Supplied records Block Start
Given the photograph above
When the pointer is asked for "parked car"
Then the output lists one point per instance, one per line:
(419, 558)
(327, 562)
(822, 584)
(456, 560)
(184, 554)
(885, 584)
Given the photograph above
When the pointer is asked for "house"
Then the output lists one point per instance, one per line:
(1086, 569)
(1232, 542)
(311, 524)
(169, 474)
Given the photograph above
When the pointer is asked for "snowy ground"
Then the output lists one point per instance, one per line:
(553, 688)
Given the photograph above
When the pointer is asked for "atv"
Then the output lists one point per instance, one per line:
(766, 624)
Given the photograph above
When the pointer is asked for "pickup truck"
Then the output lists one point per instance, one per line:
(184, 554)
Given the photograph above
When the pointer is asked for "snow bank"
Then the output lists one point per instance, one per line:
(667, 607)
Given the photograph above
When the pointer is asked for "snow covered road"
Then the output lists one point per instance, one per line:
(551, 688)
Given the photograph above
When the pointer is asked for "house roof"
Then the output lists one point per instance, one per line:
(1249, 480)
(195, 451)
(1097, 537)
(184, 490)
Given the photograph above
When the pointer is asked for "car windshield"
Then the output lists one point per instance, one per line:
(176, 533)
Supplied records Block End
Exercise description: Print out the complete data above, character for character.

Answer section:
Given the photograph above
When the pointer is asked for "parked car"
Then the output lists one point per instance, one per line:
(419, 558)
(327, 562)
(822, 584)
(456, 560)
(184, 554)
(885, 584)
Given the photograph above
When the pointer is asked for "house"
Then the output lists one point per instance, one per line:
(1086, 569)
(1232, 542)
(311, 524)
(169, 474)
Given the photograph above
When the pointer is asked for "snowy ground"
Then the output lists one point per instance, one per line:
(553, 688)
Given the photograph above
When the pointer is asked for "atv"
Then the output lists one point per instance, one per line:
(766, 624)
Given the photograph above
When the pointer is asked for "pickup truck"
Then the output lists one point per instance, one per line:
(184, 554)
Given the photograph above
When the pointer is asked for "snow bank"
Then the output lists one point per instance, one per line:
(667, 607)
Given the photograph above
When the pointer is asked for "snow covered road"
Then the output lists one point per instance, one per line:
(551, 688)
Given the photograph above
When the pointer is asked for "house roof"
Then the output lists one point per instance, one per line:
(1249, 480)
(195, 451)
(1097, 537)
(184, 490)
Given the photograph above
When the pointer is asked for "car windshield"
Then the output lists one point per instance, one per line:
(176, 533)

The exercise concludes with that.